Work required
Extract every line of the items below that contains the word "shirt", matching case exactly, and copy each such line in full.

Supplied data
>> BEGIN
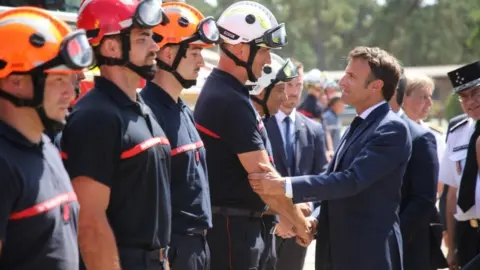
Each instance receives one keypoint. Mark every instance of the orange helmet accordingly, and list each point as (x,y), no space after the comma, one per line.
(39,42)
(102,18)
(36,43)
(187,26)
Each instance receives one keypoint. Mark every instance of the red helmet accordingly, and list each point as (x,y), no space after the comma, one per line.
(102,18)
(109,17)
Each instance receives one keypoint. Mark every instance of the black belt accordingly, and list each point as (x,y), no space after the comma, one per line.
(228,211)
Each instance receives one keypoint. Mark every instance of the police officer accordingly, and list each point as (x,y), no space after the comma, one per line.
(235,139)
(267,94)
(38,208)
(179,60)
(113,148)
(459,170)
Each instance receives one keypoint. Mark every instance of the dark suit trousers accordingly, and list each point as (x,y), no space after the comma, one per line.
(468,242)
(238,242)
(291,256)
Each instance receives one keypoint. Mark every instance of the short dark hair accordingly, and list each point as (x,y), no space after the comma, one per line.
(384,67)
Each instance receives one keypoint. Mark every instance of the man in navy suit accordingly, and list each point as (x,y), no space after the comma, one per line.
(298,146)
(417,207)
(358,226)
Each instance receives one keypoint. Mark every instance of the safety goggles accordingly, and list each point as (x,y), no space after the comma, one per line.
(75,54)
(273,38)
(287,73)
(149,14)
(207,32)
>> END
>> BEGIN
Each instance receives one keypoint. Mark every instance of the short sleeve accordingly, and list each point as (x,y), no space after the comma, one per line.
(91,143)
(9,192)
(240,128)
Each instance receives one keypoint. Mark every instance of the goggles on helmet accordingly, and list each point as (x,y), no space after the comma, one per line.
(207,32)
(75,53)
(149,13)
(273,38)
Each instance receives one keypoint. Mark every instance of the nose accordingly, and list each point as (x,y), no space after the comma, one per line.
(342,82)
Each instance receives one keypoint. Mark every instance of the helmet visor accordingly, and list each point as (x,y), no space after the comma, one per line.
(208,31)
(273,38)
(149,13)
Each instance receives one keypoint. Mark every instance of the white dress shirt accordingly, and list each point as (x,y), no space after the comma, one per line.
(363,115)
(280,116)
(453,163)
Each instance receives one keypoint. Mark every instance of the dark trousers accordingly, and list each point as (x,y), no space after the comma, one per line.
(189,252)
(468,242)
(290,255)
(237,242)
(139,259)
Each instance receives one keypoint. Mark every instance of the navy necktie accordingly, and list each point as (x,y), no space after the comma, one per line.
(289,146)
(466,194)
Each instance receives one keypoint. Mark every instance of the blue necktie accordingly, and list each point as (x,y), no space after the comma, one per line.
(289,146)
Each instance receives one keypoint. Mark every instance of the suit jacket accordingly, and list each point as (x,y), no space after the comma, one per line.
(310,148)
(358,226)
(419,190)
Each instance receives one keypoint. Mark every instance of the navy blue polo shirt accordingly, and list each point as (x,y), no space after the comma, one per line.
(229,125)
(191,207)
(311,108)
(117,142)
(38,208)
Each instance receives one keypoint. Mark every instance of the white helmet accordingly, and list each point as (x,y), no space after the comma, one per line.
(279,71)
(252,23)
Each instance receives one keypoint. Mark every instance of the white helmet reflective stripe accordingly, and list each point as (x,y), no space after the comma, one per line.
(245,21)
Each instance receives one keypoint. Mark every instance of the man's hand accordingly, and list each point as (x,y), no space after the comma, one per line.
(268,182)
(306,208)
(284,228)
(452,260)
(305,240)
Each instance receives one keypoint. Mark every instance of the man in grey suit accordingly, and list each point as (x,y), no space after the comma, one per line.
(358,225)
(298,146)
>> END
>> BEGIN
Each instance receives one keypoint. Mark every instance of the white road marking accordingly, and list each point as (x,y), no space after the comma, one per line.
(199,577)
>> END
Full output
Each instance receives one keypoint. Mark every instance of the white dress shirt accordingly, and list each point as (x,y), no space after the comma, one per line.
Each instance receives one keypoint. Mark every instance of the navy blue polo shirt accordingly, and list each point as (x,y), no space after the comma, one per line.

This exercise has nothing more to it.